• Prompt:
Convert all of the entries below into a two-column CSV with the columns instruction and points, one row per instruction with its answer, each value in a single quoted field and line breaks replaced by spaces. Leave out the pictures.

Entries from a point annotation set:

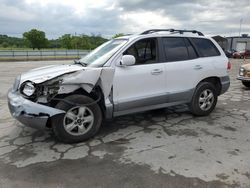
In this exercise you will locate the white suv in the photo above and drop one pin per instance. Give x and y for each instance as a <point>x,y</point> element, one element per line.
<point>154,69</point>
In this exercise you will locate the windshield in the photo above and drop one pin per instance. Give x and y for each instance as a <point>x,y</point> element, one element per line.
<point>101,55</point>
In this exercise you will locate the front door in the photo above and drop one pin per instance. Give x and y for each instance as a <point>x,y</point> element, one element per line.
<point>139,86</point>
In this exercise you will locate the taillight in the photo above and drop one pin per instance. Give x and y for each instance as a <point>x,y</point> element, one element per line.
<point>229,66</point>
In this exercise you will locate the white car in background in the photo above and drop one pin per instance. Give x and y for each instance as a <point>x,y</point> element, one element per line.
<point>155,69</point>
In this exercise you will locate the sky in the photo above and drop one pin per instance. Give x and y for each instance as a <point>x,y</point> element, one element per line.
<point>108,17</point>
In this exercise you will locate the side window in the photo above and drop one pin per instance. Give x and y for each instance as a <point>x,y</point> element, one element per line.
<point>144,51</point>
<point>205,47</point>
<point>191,51</point>
<point>175,49</point>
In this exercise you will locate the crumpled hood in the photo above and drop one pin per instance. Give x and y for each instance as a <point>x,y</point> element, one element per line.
<point>246,66</point>
<point>42,74</point>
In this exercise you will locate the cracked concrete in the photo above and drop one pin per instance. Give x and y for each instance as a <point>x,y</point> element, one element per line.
<point>161,148</point>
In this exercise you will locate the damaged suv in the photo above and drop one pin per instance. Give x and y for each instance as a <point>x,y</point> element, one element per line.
<point>155,69</point>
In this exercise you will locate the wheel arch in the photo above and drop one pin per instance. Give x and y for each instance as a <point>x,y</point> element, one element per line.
<point>215,81</point>
<point>95,94</point>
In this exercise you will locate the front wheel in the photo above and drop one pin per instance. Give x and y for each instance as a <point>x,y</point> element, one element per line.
<point>80,122</point>
<point>246,83</point>
<point>204,99</point>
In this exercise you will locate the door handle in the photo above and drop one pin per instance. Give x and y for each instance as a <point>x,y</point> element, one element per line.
<point>156,71</point>
<point>198,67</point>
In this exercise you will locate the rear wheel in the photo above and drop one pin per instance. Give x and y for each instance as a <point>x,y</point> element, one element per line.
<point>245,83</point>
<point>80,122</point>
<point>204,99</point>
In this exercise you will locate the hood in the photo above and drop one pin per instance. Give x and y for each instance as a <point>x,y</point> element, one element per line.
<point>43,74</point>
<point>246,67</point>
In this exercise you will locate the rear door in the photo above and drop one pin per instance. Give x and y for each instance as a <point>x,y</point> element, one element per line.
<point>182,66</point>
<point>188,62</point>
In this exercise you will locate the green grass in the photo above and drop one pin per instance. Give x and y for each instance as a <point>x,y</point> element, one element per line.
<point>31,49</point>
<point>37,58</point>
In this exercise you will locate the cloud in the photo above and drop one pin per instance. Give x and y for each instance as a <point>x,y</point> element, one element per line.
<point>108,17</point>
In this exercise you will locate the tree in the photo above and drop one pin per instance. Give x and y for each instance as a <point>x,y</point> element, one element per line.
<point>36,39</point>
<point>118,35</point>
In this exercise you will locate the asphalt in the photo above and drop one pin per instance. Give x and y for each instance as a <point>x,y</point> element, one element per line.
<point>161,148</point>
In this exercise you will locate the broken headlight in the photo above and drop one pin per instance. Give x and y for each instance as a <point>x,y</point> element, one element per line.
<point>28,89</point>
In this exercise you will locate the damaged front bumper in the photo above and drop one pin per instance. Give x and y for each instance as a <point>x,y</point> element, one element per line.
<point>242,78</point>
<point>30,113</point>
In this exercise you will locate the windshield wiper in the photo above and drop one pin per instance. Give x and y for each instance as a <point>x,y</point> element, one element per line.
<point>79,62</point>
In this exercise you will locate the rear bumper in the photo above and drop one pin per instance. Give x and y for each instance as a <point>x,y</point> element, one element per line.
<point>30,113</point>
<point>225,84</point>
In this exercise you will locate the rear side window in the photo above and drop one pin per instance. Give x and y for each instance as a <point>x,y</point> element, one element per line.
<point>175,49</point>
<point>205,47</point>
<point>191,52</point>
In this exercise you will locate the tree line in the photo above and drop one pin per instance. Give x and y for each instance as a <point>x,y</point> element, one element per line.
<point>36,39</point>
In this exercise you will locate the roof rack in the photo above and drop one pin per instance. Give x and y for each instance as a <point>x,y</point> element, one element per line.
<point>172,31</point>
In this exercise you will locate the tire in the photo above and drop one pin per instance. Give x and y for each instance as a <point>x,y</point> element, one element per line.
<point>79,123</point>
<point>204,99</point>
<point>246,83</point>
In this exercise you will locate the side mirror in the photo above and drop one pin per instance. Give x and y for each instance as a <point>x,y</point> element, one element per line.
<point>127,60</point>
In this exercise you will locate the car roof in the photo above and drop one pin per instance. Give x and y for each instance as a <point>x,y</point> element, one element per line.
<point>161,34</point>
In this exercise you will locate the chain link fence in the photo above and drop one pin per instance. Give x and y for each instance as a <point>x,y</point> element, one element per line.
<point>41,54</point>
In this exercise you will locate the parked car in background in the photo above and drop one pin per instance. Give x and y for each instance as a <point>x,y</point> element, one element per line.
<point>239,54</point>
<point>129,74</point>
<point>244,75</point>
<point>229,53</point>
<point>247,54</point>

• Answer to this problem:
instruction,points
"In this exercise you will locate the white suv in the photo above and drop one pin per instance. Give x and y for each instance as a <point>x,y</point> element, one element per line.","<point>154,69</point>"
"In this exercise you will locate the windshield in the photo above and drop one pin per instance. Give x and y for each instance as a <point>x,y</point> element, one element per line.","<point>101,55</point>"
"In this exercise you will locate the front door in the photo above and drop one pin per instance. Give x and y for each instance as a <point>x,y</point> element, one element per line.","<point>139,86</point>"
"In this exercise you will locate the taillight in the photo above and drop one pin per instance. Give x and y for each instance as a <point>x,y</point> element, one element per line.","<point>229,66</point>"
"In this exercise you will locate the white car in background in the photo above and drop one pin per instance. Give x and y for each instance as a <point>x,y</point> element, one element per line.","<point>155,69</point>"
"In this exercise you will locate the sky in the photo above and drop one pin per instance. Give x and y for each instance as a <point>x,y</point> element, one element per line.","<point>108,17</point>"
"In this exercise you will locate the side window in the photo above and drop one pin per instance. Give x and y for each instance as a <point>x,y</point> element, one element per line.","<point>144,51</point> <point>205,47</point> <point>191,51</point> <point>175,49</point>"
"In this exercise you will locate the crumpled hood in the photo above and drop one pin per instance. Give x and y for each instance as a <point>x,y</point> element, one element per line.","<point>246,66</point> <point>42,74</point>"
"In this exercise you will locate the cracked concrete in the photo above and drop one pin per instance. Give x and y for each instance as a <point>x,y</point> element, one element per line.","<point>161,148</point>"
"In this exercise you will locate the damaged suv in the photo above and drop one pin per instance. Give x and y for each instance as a <point>x,y</point> element, one element per line.","<point>155,69</point>"
"In this exercise you will locate the wheel arch in the photo above and drop one pin per instance. Give x and y for each instance as a <point>x,y</point> element, one element per line.","<point>215,81</point> <point>95,94</point>"
"In this exercise you will locate the front wheel in the photo above and drop one pin per instance. Give x and y for each instance as a <point>x,y</point> element, one element per line.","<point>80,122</point> <point>246,83</point> <point>204,99</point>"
"In this exercise you will locate the door handle in the photo above and drop one pin per instance. Give x and y for each instance as a <point>x,y</point> element, one element per line.","<point>156,71</point> <point>198,67</point>"
"In this exercise you will locate the rear wheel in the photo above and drop one pin per instance. Give x and y for each instance as a <point>x,y</point> element, one element per line.","<point>245,83</point> <point>80,122</point> <point>204,99</point>"
"In this exercise you will locate the hood in the photo above and drop one pin per instance. Give x and y for each instance as a <point>x,y</point> element, one element per line.","<point>43,74</point> <point>246,67</point>"
"In this exercise you will locate the rear door in the photo above and drop one pin per instance. Give x and y for each instance as a <point>x,y</point> element, one element per line.","<point>182,66</point> <point>188,62</point>"
"In this exercise you will locate the green grass in the photo above and drop one pin per instance. Give x and y for each instance as a <point>x,y</point> element, one element per line.","<point>31,49</point> <point>37,58</point>"
"In this exercise you will locate the cloud in the photo above and drop one pin per instance. Give x and y for each instance as a <point>x,y</point> element, one element per line.","<point>108,17</point>"
"In this exercise you will locate the tree in the photo above and drop one pin per instance. Give x and y for each instance as a <point>x,y</point> element, one element per line.","<point>36,39</point> <point>118,35</point>"
"In this exercise you will locate the asphalt in the photo above and drop one pin per instance. Give x and y for each instance as a <point>x,y</point> element, one element per line.","<point>161,148</point>"
"In this exercise you will locate the broken headlight in the photo above and drop one pin per instance. Give x and y for each instance as a <point>x,y</point> element, one element per line.","<point>28,89</point>"
"In this exercise you will locate the damaged front bumper in the photo above and drop one pin per instance. Give x and y for each instance as a <point>x,y</point> element, one element per line.","<point>242,78</point> <point>30,113</point>"
"In this exercise you will locate the windshield wiper in the photo above and drop one pin per instance. Give x and y for each instance as a <point>x,y</point> element, one element per line.","<point>79,62</point>"
"In this exercise you will locate the rear bumper in the photo above and drop one pin per instance. Give x and y for each instance as a <point>x,y</point> element, one element per line.","<point>30,113</point> <point>225,84</point>"
"In this exercise you will locate the rear side window in the photo above and drop one pin per instance. Give x and y for each instance as a <point>x,y</point> element, one element per line.","<point>175,49</point> <point>205,47</point> <point>191,52</point>"
"In this exercise you will locate the tree line in the photo above and drop one pin per instance. Give x and y for each instance as a <point>x,y</point> element, one element per line.","<point>36,39</point>"
"In this exercise you will locate the roof rack in the photo above and drop one pin per instance. Give x and y for each instance as a <point>x,y</point> element, one element per line.","<point>172,31</point>"
"In this exercise you will locate the tire in the photo above and drop one pin per instance. Give x and y for each instance as a <point>x,y</point> element, one element per line.","<point>79,123</point> <point>204,99</point> <point>246,83</point>"
"In this exercise you will locate the side mirror in the photo above and drop one pin per instance. Give x and y for each instance as a <point>x,y</point> element, one element per line.","<point>127,60</point>"
"In this exercise you will locate the car roof in the photo above and drop one pin per instance. Give x and y for each instance as a <point>x,y</point> element, one element per line.","<point>161,34</point>"
"In this exercise you will locate the chain link fence in the photo above and drop one pin per instance. Give x and y for each instance as a <point>x,y</point> element, one element per line.","<point>41,54</point>"
"In this exercise you will locate the parked car in background in the photo above and drop one pin per instance. Give x and y for each instance as a <point>x,y</point> element, one element per line.","<point>239,54</point> <point>129,74</point> <point>244,75</point> <point>229,53</point> <point>247,54</point>"